--- START ---

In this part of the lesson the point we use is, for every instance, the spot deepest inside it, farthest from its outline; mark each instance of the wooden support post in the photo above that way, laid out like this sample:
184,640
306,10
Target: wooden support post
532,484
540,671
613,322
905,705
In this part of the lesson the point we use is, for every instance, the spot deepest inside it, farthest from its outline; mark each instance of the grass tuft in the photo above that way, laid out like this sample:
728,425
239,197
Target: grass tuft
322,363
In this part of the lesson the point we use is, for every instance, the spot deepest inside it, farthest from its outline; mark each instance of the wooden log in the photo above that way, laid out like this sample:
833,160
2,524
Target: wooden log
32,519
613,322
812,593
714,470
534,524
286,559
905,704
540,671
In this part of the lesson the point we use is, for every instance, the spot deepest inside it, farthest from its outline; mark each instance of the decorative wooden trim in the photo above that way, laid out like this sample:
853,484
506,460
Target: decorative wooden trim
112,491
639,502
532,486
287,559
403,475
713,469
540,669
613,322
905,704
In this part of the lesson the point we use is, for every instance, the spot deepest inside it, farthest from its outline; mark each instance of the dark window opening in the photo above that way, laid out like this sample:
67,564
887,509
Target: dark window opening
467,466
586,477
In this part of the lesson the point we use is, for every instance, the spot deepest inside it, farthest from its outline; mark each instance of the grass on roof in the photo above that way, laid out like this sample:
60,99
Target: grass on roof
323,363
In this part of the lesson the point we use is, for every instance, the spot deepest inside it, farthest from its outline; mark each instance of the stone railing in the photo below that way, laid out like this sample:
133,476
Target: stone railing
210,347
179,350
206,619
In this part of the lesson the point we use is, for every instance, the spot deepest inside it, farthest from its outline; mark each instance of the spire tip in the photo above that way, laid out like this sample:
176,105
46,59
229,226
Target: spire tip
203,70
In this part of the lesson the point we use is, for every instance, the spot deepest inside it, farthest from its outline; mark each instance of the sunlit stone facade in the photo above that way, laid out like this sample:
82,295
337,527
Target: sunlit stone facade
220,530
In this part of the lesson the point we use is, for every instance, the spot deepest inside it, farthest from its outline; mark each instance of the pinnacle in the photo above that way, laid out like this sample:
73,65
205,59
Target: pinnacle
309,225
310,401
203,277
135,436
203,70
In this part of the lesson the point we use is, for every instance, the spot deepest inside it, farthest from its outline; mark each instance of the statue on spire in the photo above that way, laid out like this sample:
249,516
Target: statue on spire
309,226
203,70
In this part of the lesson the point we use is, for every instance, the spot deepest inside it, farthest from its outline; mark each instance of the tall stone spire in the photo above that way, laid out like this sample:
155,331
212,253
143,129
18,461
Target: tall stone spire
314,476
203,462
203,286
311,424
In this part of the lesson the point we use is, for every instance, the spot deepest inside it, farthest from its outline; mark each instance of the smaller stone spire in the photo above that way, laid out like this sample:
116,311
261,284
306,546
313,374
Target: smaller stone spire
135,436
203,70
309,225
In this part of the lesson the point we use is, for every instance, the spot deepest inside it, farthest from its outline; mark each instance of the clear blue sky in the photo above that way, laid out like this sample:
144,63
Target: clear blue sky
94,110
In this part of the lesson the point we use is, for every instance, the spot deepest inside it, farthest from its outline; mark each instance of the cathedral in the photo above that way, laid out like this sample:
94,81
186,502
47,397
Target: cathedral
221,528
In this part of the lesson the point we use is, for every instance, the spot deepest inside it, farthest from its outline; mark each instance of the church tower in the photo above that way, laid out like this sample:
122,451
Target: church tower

--- END ---

• YOUR ASSIGNMENT:
The response should consist of all the entries, transcribed exactly.

• OUTPUT OF THE EXERCISE:
In this part of the lesson the point we use is, for every instance, the spot deepest inside it, farthest from its outline; mark each instance of the wooden support post in the photo above that way, laid out like this sample:
184,640
306,10
Target: wooden support post
532,484
540,671
613,322
905,705
In this part of the lesson the point we use is, for every instance, the spot deepest inside it, farthest from its outline; mark each instance of the grass tuft in the photo above that way, laid out like this sample:
728,425
239,197
Target: grass tuft
322,363
In this part of the lesson the point we use is, for every instance, the spot deepest inside it, farthest from its outline; mark each instance of the wooden log in the photo above that way, laid out like this sample:
833,160
2,524
Target: wooden log
32,519
613,322
812,593
714,470
534,524
286,559
905,704
540,671
In this part of the lesson the point we use is, for every instance, the spot deepest inside it, farthest from its outline; mark each instance of the decorative wooden trim in the photo above that way, laid out like this sample:
853,484
506,460
Target: decorative wooden trim
112,491
639,502
532,486
287,559
403,475
713,469
540,669
613,322
905,704
In this part of the lesson the point we use is, for every instance, the spot deepest inside it, farthest from its outline; mark each instance of the dark window opening in the photo above that way, laid out like this sample:
67,564
887,509
Target: dark window opening
467,466
586,477
In this part of the lesson the point we use is, for every instance, the spot deepest inside it, farthest from its outline; mark each instance of the grass on roof in the photo above that way, laid out like this sample:
60,99
Target: grass on roof
323,363
In this part of the lesson the point we use is, for every instance, the spot deepest inside it, farthest from its outline; mark each instance of the stone railing in the photo below that way, laid out like this sample:
133,476
Target: stone railing
210,347
179,350
206,619
In this part of the lesson the point we use is, for every instance, the spot deepest inside it, farthest from its outline; mark each instance of the spire tip in the photo above that way, laid out like this sample:
176,105
46,59
229,226
Target: spire tip
203,70
In this part of the lesson the point we use is, for every instance, the spot deepest inside it, farthest from its outline; mark each instance of the sunlit stone facade in the photo above that way, laid out like this sample:
82,295
337,527
Target: sunlit stone facade
220,530
In this part of the lesson the point we use is, for every instance, the spot deepest inside it, farthest from its outline; mark each instance of the pinnacle in the photo above that way, laid out like this sample:
73,65
205,59
Target: pinnacle
309,225
310,401
203,277
135,436
203,70
In this part of the lesson the point we use is, for every instance, the spot deepest inside it, farthest from its outline; mark each instance of the statue on spire in the photo above that way, laid out like this sample:
249,516
Target: statue on spire
309,226
203,70
In this part of the lesson the point we use is, for every instance, the spot deepest inside it, farthest from its outline; mark each instance of the tall stone spire in the photo above that way, laid out like this sample:
155,331
212,253
143,129
18,461
Target: tall stone spire
314,476
203,462
203,286
311,424
In this part of the lesson the point we use is, for every instance, the spot deepest inside it, farthest from its outline; mark each instance of the smaller stone spire in the photo above that way, laid out like this sample:
116,311
261,284
306,546
313,374
Target: smaller stone spire
135,436
203,70
309,225
In this part of the lesson the point we use is, for every instance, the spot deepest inside it, farthest from its outline; mark each instance of the clear blue sky in the photo above that way, laid out like this sample:
144,63
Target: clear blue sky
94,110
In this part of the lesson the point we use is, for every instance, the spot deepest inside it, farthest from its outline; mark each instance of the cathedral in the photo above that way, laid out like this sample:
94,81
186,502
47,397
Target: cathedral
221,528
In this part of the lesson the point we use is, for every instance, the spot deepest inside it, farthest from its outline; mark each instance of the church tower in the photo above that way, laid out like this sample:
122,451
Target: church tower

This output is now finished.